▸ GIVEN RECORDS:
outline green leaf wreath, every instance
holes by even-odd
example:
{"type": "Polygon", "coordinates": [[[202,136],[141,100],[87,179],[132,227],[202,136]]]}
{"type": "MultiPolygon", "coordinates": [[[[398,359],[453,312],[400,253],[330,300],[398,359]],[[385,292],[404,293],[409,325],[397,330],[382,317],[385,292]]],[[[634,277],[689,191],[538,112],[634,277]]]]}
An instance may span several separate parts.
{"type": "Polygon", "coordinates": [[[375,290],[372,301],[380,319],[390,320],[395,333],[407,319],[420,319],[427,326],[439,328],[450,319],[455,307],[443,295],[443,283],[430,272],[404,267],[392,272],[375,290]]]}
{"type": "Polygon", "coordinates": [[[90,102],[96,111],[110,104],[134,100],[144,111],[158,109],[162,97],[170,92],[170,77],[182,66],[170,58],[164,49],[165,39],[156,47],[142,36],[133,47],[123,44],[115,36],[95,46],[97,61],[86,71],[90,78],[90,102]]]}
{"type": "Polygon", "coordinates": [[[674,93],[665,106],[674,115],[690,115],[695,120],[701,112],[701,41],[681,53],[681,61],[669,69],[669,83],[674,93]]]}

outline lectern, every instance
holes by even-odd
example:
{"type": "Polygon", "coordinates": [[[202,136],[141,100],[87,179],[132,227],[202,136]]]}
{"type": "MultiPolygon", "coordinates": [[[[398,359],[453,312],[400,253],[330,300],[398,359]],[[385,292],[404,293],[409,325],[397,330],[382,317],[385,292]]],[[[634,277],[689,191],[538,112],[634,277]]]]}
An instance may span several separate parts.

▸ TASK DESCRIPTION:
Count the lines in the rows above that contain the string "every", treating uppercase and lowercase as different. Reply with the number only.

▸ EXERCISE OUTPUT:
2